*** PROVIDED MATERIAL ***

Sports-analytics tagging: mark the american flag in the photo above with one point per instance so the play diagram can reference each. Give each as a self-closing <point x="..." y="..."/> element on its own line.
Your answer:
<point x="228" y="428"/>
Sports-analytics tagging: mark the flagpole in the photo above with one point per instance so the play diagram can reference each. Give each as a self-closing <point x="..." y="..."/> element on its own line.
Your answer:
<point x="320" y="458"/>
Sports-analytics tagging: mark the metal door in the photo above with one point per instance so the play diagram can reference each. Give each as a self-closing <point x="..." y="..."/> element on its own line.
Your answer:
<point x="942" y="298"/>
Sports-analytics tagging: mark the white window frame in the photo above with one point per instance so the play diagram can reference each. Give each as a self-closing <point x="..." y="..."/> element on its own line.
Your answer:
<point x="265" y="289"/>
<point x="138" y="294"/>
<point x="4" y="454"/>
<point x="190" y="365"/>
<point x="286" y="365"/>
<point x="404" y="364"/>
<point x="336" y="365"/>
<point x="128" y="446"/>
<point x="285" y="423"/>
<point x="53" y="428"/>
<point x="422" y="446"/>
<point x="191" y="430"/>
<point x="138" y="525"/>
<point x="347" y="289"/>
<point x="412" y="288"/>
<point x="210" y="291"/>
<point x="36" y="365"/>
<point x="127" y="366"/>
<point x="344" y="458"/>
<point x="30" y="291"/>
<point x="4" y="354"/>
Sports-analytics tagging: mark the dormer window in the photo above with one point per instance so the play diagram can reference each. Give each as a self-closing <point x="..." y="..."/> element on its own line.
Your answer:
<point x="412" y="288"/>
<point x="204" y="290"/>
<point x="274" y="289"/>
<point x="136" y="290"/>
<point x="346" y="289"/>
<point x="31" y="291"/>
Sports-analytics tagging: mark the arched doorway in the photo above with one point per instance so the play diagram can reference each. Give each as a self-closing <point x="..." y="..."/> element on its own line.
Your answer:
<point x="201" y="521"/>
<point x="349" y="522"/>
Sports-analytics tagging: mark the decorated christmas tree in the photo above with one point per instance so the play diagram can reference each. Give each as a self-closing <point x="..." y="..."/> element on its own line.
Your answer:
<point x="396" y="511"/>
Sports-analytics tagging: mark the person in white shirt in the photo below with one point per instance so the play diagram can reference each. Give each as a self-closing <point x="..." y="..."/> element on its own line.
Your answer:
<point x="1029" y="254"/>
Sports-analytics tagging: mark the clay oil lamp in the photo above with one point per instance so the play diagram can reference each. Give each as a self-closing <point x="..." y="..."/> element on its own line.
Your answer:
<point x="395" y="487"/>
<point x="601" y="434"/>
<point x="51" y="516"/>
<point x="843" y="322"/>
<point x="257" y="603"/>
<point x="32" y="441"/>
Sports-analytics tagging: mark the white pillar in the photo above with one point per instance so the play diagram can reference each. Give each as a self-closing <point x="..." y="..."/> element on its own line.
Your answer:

***

=== WHAT YOU NEED TO DO ===
Reproduce, word for word, only the lines from the one that contains "Sports-analytics tagging: mark the clay" through the final line.

=== THE RESPONSE ===
Sports-analytics tagging: mark the clay oil lamp in the photo above with one point per instance so the play diagram can reference each. Give each as a self-closing <point x="..." y="..."/> element on its own line.
Your answer:
<point x="395" y="487"/>
<point x="601" y="434"/>
<point x="51" y="516"/>
<point x="843" y="322"/>
<point x="257" y="603"/>
<point x="32" y="441"/>
Sports-analytics tagging: mark the white pillar in the photo above with one point per instance so the play diagram can reference each. Give each as a self-closing <point x="..." y="..."/> element on its own line.
Your answer:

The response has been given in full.